:: Records

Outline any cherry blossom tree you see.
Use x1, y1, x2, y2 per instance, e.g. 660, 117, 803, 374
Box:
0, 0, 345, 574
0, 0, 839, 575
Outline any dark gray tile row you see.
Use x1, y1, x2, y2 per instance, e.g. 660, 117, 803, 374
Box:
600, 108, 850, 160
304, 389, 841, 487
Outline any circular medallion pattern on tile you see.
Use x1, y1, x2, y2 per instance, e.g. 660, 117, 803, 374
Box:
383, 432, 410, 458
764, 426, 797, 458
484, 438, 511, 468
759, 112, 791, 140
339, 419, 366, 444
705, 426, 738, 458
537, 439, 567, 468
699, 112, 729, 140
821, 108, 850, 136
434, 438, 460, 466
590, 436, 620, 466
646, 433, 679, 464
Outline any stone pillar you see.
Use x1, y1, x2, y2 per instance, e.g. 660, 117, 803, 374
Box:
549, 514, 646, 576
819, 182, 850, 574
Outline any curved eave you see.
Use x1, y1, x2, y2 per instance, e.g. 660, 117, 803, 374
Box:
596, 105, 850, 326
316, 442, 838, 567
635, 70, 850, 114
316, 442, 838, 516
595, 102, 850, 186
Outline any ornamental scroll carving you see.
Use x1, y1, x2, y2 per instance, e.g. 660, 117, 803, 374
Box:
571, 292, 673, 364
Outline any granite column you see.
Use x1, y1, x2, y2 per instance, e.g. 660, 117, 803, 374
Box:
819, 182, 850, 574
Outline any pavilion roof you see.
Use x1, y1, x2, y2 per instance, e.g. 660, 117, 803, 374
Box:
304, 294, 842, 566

::::
:: Records

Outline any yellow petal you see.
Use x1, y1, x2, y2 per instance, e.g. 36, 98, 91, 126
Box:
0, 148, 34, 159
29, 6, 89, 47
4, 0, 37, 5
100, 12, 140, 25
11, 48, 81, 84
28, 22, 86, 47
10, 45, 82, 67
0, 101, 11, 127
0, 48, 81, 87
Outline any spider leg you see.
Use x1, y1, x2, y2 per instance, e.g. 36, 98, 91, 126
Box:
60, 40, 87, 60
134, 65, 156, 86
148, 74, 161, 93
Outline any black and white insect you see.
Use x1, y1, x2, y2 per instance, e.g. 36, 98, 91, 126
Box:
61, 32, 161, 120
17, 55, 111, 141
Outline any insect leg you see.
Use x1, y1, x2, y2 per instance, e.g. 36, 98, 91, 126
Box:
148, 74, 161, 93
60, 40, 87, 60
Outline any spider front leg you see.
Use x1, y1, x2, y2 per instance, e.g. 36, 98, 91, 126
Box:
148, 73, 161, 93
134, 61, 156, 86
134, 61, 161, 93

::::

> Task requirements: Copy everything from the line containing "Outline any curved eave you see." down to the line containing "304, 294, 842, 566", including both of those lines, and reproduce each one character for character.

> Exercise response:
Outline any curved eave you see.
Use x1, y1, x2, y2 per instance, e.g. 660, 117, 803, 374
Box:
596, 105, 850, 326
316, 442, 838, 567
635, 70, 850, 114
316, 442, 838, 516
595, 102, 850, 186
Outline any ornamental scroll carving you see.
Use x1, y1, x2, y2 per instance, e.g. 660, 117, 803, 374
Box:
571, 292, 673, 364
Outline any granite column you see.
Use x1, y1, x2, y2 per instance, e.g. 660, 117, 803, 374
Box:
819, 182, 850, 574
Outline any pavilion roof you see.
Use x1, y1, x2, y2 per instance, e.g. 660, 117, 803, 374
Box:
304, 294, 842, 566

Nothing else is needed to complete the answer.